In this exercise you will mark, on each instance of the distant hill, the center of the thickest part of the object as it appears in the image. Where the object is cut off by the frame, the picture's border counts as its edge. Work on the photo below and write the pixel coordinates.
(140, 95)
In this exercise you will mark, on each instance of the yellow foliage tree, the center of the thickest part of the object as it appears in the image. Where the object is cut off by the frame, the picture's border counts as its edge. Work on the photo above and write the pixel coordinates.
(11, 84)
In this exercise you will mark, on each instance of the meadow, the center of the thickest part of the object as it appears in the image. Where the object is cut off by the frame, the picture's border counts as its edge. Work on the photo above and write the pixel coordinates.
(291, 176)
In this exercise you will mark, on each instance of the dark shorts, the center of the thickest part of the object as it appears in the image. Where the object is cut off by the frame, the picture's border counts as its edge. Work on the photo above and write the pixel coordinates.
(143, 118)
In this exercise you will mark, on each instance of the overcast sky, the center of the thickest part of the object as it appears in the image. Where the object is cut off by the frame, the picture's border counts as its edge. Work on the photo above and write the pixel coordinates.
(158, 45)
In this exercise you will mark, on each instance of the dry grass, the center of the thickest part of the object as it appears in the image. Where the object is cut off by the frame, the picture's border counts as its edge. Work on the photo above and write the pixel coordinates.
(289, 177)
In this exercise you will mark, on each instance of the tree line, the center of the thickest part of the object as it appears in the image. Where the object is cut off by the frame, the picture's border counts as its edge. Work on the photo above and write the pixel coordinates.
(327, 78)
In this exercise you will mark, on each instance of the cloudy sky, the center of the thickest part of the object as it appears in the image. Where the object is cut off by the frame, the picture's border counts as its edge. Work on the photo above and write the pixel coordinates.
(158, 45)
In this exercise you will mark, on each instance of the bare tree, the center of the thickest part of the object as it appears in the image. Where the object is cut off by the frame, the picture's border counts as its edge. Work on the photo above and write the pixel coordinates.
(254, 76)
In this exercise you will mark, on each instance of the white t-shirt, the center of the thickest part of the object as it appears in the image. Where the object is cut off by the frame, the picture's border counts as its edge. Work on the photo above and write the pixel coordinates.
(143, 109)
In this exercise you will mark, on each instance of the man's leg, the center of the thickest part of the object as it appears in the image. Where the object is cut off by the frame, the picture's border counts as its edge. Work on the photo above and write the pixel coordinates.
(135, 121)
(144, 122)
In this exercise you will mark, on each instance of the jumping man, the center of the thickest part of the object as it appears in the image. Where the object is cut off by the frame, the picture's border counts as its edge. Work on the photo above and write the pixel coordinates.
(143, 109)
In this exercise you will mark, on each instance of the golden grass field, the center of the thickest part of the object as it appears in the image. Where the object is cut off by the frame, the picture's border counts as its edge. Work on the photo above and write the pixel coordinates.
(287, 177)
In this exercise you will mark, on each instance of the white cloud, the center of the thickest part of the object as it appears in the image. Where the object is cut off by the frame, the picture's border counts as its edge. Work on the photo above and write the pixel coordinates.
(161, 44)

- - - -

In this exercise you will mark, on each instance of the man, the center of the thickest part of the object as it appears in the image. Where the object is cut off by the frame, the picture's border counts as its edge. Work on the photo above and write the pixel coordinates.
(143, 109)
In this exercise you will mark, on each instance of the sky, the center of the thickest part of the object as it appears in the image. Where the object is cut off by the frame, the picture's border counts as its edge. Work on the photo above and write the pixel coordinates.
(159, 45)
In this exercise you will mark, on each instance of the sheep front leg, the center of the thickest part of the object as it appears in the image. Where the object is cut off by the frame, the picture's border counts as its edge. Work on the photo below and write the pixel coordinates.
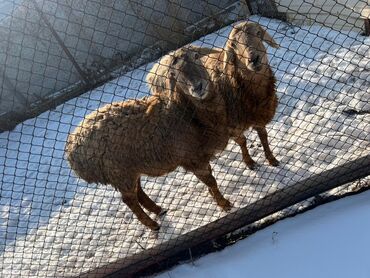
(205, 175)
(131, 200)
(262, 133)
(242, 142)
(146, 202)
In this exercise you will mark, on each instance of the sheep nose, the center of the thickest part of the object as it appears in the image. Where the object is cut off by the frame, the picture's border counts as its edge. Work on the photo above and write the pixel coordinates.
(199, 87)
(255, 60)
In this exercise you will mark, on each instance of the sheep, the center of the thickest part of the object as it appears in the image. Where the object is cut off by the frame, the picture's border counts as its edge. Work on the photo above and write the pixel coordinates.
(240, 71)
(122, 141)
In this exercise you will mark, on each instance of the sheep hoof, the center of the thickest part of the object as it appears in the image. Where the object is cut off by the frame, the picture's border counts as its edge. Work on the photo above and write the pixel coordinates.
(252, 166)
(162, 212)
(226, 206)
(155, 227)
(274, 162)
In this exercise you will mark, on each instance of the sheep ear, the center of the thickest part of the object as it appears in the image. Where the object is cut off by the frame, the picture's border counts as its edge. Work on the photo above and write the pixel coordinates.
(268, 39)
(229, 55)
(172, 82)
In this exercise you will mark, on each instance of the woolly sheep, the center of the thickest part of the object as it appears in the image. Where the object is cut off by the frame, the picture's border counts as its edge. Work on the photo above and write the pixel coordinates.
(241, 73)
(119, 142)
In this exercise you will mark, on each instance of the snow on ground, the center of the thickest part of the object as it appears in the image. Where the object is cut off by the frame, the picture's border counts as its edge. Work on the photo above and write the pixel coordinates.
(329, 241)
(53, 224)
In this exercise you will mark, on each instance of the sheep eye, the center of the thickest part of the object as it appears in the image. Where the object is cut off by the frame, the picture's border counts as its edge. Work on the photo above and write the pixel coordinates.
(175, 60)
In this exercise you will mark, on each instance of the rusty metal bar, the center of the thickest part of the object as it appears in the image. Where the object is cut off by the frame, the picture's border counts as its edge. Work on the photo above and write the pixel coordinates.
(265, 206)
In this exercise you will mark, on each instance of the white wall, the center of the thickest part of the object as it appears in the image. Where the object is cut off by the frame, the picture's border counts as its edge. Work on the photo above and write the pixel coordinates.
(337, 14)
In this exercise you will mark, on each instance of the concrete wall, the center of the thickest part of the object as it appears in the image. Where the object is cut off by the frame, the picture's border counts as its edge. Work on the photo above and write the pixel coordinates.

- - - -

## Given exercise
Rewrite the records in the stretch from the line containing "of the rusty" through the line containing "of the concrete", replacing "thickest" with "widest" and leaving everything else unchanged.

## Output below
In this exercise you will mark, on each instance of the rusty metal bar, the center of the widest part of the object as it appears in the image. Where the object is cut off by the frame, the picture's border counts as its edge. Work on the photo above and write the pixel coordinates.
(265, 206)
In this exercise you will mark, on each instance of the white wall, the center of the widest part of the object as it appears in the image. Where the object is cut off by the frame, the picture's border counts as its edge. Work on the photo above and write the pixel coordinates.
(337, 14)
In this exercise you will mark, on each instance of the concrete wall, the center of the widest part of the object as it appears in the image. Where the object is cut off by the frame, the picture's border counts as its edge. Work on the photo above and write the pixel coordinates.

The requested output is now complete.